THE TASK >>
Report every line of the material below that contains the word "Give". Case counts.

DATA LISTING >>
· · ·

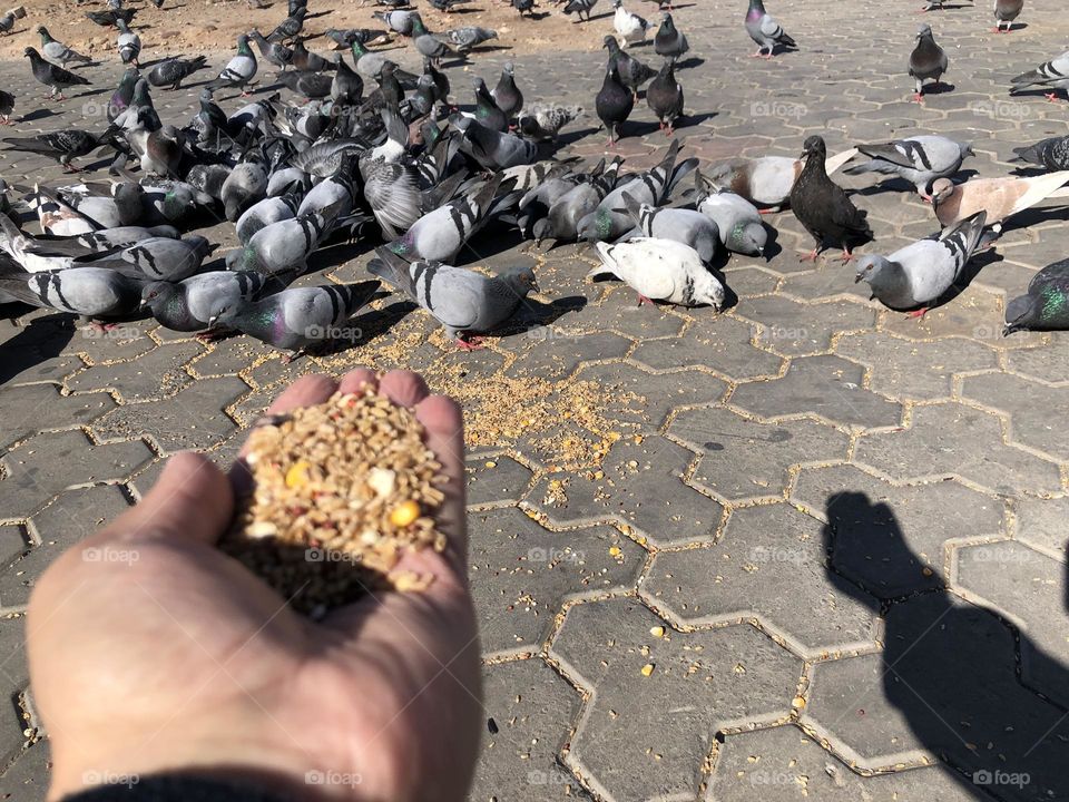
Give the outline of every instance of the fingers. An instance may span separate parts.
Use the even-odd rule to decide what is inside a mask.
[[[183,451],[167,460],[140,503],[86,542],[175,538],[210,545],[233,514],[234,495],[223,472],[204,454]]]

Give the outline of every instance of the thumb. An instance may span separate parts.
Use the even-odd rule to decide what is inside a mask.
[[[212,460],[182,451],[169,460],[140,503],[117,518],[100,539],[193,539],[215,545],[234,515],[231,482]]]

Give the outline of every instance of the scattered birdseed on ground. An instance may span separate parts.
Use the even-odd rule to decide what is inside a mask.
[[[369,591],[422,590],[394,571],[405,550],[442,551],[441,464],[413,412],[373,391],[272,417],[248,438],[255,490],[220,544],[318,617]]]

· · ·

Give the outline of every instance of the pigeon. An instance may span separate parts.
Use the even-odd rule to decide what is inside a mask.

· · ·

RESULT >>
Give the outline of every instance of the fingers. An instance may span separate parts.
Give the outline of every instance of the thumb. An instance may span separate parts.
Give the outline of every instance of the scattered birdseed on ground. An instance may span separate parts.
Give the outline of every instance of the pigeon. An instance may span separate parts.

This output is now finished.